▶ Reading text:
# Caribbean Vacations Forums > St. Maarten/St. Martin Travel Forum >  >  Help with St. Maarten

## christopher

My wife and I are heading to St. Maarten this year for 5 nights instead of St. Barths. The free flight and free hotel (Westin) provided by airline and hotel points was too hard to pass up. The problem is that we have no knowledge of St. Maarten AND we can still see St. Barths from our Hotel. Can someone point us in the right direction regarding the following:

1. A couple of great dinner dining options. Think Eden Rock or Le Gaic.
2. A couple of good casual options. Think Le Select.
3. A couple of great beach options. Think Saline. 
4. A few safety or travel precautions.
5. Any snorkel/sail operators that we should contact for a full day trip.
6. Any other suggestions from visitors to the island to St. Maarten newbies. 

Cheers!

----------


## amyb

Hi, I am guessing that you will rent a car for dining off premises and exploring. Your hotel is off the beaten track so you might want to use daylight time to learn the island before heading out and about in the dark.  The restaurants I like are MARIO'S BISTRO in Sandy Ground. In The little town of Grand Case I like AUBERGE GOURMAND and BISTRO CARAIBE.  

My favorite beach is ANSE MARCEL and it is the beach at the refurbished Radisson Hotel. The water is usually quite calm and the beach is a true crescent shape with views of Anguilla.

The island has gotten bad press with the rise in crimes being reported as of late. Therefore, be street smart and you will have a great time enjoying this new destination. Amy

----------


## christopher

AmyB...

Thank you for the input. We're really going to miss St. Barths this year. Mario's Bistro looked interesting. Too bad it's closed in August. 

Yes, we'll be renting a jeep and, by the reading of past posts, will be back at our hotel after dark. 

Any other suggestions are appreciated.

Thanks again.

----------

▶ Set of tasks:
1/ According to the St. Maarten forum thread, why does amyb advise using daylight hours to learn the island?
2/ Please set down the part of the St. Maarten forum thread starting with "My wife and" and going on through "or travel precautions.".
3/ Translate this sentence from the St. Maarten forum thread into Spanish: "The water is usually quite calm and the beach is a true crescent shape with views of Anguilla."

▶ Dataset section:

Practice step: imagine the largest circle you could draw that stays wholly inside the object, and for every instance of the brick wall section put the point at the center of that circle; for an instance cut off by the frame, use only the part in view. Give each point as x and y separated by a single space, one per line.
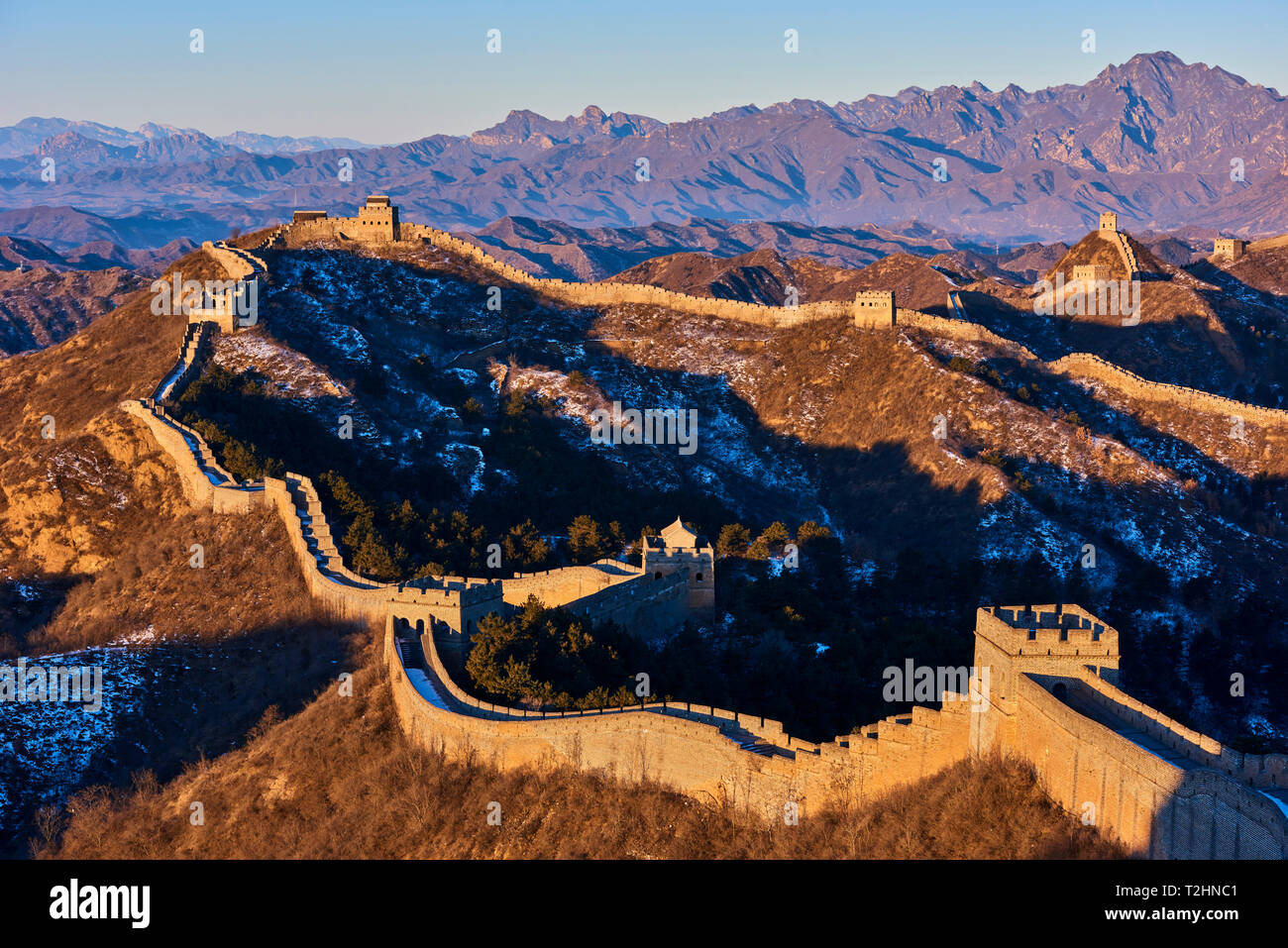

▶ Responses for each task:
1/ Because the couple's hotel is off the beaten track, amyb suggests they get to know the island in daylight before heading out in the dark.

2/
My wife and I are heading to St. Maarten this year for 5 nights instead of St. Barths. The free flight and free hotel (Westin) provided by airline and hotel points was too hard to pass up. The problem is that we have no knowledge of St. Maarten AND we can still see St. Barths from our Hotel. Can someone point us in the right direction regarding the following:

1. A couple of great dinner dining options. Think Eden Rock or Le Gaic.
2. A couple of good casual options. Think Le Select.
3. A couple of great beach options. Think Saline. 
4. A few safety or travel precautions.

3/ El agua suele estar bastante tranquila y la playa tiene una verdadera forma de media luna con vistas a Anguila.